STUDY TEXT:
People from all over the globe came to D.C. for the March for Life, united by their desire to share the truth. The Crusaders were able to chant along with marchers that flew in from France and Australia as they stopped to join our group. “Ozi Ozi Ozi, Oy Oy Oy!” “Vive la Vie!”


“I’m so proud of what [the] Crusaders did this weekend,” said Grace Chapello, 17. “Everyone was being part of the group and so giving and selfless…other groups could see it in us. They saw that everyone was endlessly chanting, dancing, and singing for the babies. They saw we wanted a change to stop killing our own."


That's what makes the March for Life different from your typical protests. Marchers aren't marching for the sake of attention or the desire to secure rights for themselves. They simply see truth and the beauty found within their fellow human - born and unborn - and they want to share it with the world. “It was so inspiring and even chilling to see hundreds of thousands of people from all over the country/world come together to fight and stand for someone else’s rights, not their own, unlike so many other marches in D.C.,” reflected Chapello.

INFORMATION GIVEN:
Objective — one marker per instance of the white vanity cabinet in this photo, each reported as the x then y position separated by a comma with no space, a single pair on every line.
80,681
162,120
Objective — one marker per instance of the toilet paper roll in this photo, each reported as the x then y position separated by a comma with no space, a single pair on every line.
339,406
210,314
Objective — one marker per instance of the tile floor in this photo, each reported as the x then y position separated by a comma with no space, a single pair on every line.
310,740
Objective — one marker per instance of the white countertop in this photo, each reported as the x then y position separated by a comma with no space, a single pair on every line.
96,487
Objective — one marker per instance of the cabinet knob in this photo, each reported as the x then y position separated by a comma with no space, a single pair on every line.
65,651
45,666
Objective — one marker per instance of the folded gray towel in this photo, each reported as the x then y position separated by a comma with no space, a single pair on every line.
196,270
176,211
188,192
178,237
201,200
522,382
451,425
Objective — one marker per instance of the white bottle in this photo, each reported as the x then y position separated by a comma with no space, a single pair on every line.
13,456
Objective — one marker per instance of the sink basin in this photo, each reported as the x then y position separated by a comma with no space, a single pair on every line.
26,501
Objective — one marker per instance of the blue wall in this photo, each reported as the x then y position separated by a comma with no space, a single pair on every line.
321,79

==

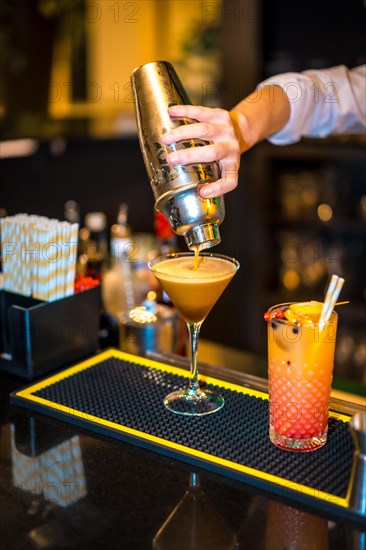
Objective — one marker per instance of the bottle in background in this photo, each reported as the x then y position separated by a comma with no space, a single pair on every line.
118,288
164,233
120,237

YOUR INSTRUCTIONS:
For each statement about the March for Life text above, answer yes or no and quote the words of the text that decide it. (a) Marchers who flew in from France and Australia joined the Crusaders' group. (b) Grace Chapello is 18 years old. (c) Marchers want to secure rights for themselves.

WORKED SOLUTION:
(a) Yes: "marchers that flew in from France and Australia as they stopped to join our group"
(b) No: "said Grace Chapello, 17"
(c) No: "Marchers aren't marching for the sake of attention or the desire to secure rights for themselves."